Exercise a:
List every month named in the pension excerpt below.

Source extract:
## Start
She also noted: “Expanding pension coverage remains a top priority for the Commission. Our revamped Micro Pension Plan leverages technology to incentivise informal sector participation, making it easier for everyday Nigerians to save for retirement. This initiative aligns with our vision of inclusive growth and financial security for all.”
The PenCom boss further disclosed efforts by the Commission to address delays in retirement benefit payments to retirees of Federal Government treasury-funded MDAs.
“Recently, N44 billion was released under the 2024 budget appropriations to settle accrued pension rights for retirees from March to September 2023. Moving forward, we are working with the Federal Government to institutionalise a sustainable solution, ensuring retirees receive their benefits promptly and without undue stress.
“This year, we achieved a major milestone with the launch of the e-Application Portal for Pension Clearance Certificates (PCC) in October 2024. This initiative replaces the manual process, enabling companies to seamlessly apply for and receive PCCs online. This year we have so far issued 38,528 PCCs, significantly enhancing ease of doing business and ensuring compliance.
“Additionally, the Pension Industry Shared Service Initiative is in advanced stages of implementation. This initiative will digitise pension contributions and remittances, ensuring seamless processing of Retirement Savings Account contributions and resolving discrepancies caused by incomplete remittance details.
“To further enhance contributors’ experiences, we have introduced a revised programmed withdrawal template, simplifying access to voluntary contributions and revising the threshold for en-bloc payments in line with the new minimum wage. These measures are designed to make retirement processes more efficient and user-centric,” she explained.
## End
Exercise b:
Collect every line from the rows below that contains the string "face".

Exercise inputs:
## Start
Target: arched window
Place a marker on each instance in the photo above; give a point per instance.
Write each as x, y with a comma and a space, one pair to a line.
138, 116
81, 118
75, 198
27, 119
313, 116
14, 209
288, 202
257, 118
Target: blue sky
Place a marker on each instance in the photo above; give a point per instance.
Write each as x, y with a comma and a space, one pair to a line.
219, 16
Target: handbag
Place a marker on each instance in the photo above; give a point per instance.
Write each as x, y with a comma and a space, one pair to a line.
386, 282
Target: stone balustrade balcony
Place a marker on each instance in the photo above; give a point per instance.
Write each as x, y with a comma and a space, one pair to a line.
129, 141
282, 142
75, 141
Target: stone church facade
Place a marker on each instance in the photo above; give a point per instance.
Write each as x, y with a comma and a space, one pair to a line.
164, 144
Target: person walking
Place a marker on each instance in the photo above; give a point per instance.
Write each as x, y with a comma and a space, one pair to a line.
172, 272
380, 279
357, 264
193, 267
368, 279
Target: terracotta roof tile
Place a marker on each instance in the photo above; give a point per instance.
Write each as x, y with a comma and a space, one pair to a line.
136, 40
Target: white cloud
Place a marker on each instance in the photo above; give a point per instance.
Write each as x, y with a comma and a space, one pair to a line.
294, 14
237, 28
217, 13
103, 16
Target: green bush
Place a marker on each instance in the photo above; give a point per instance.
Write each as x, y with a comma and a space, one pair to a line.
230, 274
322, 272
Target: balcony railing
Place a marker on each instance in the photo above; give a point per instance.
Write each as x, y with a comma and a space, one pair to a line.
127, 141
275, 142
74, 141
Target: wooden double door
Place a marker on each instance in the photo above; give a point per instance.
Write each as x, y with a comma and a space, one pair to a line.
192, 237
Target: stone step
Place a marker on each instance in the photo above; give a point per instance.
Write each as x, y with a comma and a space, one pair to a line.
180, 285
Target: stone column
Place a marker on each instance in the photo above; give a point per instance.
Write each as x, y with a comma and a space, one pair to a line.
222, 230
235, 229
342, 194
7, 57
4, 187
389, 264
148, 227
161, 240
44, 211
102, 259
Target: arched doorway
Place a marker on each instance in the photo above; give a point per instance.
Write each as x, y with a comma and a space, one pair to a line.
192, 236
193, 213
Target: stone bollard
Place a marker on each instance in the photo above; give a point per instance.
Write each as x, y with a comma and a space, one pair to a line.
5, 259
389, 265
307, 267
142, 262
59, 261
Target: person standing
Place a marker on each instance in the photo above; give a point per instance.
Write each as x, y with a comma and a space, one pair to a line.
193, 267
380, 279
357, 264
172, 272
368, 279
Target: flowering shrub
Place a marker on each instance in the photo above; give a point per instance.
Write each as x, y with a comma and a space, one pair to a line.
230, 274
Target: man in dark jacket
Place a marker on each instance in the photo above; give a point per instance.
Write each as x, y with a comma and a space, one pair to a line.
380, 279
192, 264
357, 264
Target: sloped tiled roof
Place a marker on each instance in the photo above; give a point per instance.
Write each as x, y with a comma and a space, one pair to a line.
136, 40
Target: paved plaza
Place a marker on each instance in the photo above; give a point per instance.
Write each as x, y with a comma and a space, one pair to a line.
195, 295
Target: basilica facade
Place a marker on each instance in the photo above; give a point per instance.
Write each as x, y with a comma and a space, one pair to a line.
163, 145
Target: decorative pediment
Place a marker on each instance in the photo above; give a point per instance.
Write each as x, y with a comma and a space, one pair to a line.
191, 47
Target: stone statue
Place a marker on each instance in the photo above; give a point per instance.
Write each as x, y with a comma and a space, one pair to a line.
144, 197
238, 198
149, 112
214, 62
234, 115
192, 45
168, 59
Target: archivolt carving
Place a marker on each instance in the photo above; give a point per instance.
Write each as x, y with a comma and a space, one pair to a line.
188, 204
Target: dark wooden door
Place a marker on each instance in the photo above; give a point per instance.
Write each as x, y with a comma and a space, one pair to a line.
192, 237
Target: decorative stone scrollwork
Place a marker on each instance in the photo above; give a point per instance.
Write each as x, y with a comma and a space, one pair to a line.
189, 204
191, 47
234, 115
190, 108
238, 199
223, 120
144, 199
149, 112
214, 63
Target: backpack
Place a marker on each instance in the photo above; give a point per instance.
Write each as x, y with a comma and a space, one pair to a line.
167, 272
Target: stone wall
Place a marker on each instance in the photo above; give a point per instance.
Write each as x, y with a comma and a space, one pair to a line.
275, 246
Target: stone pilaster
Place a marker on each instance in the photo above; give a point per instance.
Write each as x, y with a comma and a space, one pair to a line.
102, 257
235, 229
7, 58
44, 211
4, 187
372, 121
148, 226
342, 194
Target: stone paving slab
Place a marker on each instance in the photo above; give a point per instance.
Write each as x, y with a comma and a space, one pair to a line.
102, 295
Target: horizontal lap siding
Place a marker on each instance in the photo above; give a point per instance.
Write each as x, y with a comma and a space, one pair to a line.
## End
## Start
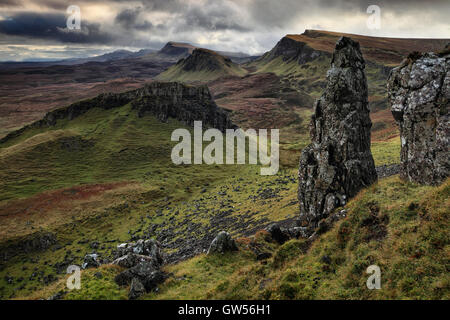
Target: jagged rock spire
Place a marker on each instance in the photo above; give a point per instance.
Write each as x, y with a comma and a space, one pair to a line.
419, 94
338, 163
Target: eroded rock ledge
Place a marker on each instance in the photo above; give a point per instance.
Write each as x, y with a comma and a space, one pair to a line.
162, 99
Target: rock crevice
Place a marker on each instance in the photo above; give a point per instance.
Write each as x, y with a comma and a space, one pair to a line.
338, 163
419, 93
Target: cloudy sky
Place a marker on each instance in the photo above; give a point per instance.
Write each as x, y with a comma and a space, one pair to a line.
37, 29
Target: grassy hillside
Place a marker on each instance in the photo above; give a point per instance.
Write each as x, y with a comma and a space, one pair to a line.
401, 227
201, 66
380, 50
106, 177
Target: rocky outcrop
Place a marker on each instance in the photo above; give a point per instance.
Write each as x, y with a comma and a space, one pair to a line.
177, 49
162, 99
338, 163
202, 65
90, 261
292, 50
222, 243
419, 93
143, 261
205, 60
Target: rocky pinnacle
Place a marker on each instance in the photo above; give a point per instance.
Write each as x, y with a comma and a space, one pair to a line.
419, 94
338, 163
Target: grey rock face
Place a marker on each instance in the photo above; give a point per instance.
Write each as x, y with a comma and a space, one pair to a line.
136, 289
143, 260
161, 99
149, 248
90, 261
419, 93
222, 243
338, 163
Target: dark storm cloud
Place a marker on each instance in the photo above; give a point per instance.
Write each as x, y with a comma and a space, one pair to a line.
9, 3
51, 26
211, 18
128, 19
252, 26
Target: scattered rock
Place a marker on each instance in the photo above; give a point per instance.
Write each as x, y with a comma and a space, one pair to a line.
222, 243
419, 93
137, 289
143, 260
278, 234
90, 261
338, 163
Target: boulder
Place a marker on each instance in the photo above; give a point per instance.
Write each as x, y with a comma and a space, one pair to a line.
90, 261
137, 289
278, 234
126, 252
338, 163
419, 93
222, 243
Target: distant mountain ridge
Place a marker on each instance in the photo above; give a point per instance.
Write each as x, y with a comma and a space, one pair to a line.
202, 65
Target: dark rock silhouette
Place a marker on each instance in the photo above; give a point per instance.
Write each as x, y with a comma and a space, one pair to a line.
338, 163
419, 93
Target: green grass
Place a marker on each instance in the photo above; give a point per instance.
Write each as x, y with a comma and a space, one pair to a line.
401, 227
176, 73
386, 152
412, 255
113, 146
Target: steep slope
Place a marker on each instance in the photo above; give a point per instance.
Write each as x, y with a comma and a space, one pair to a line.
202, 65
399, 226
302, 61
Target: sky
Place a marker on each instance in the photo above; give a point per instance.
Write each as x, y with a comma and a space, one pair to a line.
## End
## Start
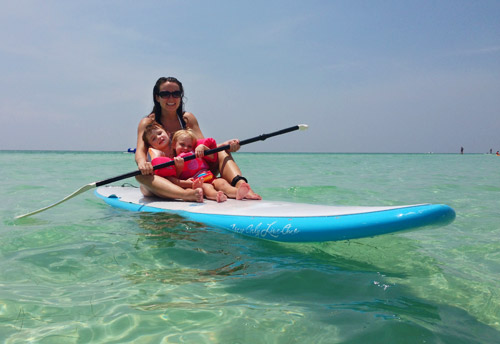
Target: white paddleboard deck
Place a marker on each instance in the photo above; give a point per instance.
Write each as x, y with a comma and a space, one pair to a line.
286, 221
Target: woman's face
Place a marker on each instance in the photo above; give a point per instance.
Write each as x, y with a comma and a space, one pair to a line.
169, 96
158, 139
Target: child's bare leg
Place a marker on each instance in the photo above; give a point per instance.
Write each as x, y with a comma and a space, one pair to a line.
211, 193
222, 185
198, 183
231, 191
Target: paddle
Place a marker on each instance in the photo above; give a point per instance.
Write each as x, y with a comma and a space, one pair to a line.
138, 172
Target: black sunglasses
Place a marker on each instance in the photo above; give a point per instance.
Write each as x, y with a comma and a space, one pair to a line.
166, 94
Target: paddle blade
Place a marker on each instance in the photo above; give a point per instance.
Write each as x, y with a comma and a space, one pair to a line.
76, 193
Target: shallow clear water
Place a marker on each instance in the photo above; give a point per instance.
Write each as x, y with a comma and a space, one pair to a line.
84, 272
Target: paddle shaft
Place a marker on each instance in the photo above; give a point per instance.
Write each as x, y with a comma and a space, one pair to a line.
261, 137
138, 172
## End
Complete answer a:
March, September, October

Complete answer b:
Target: grey rock face
Target: woman's face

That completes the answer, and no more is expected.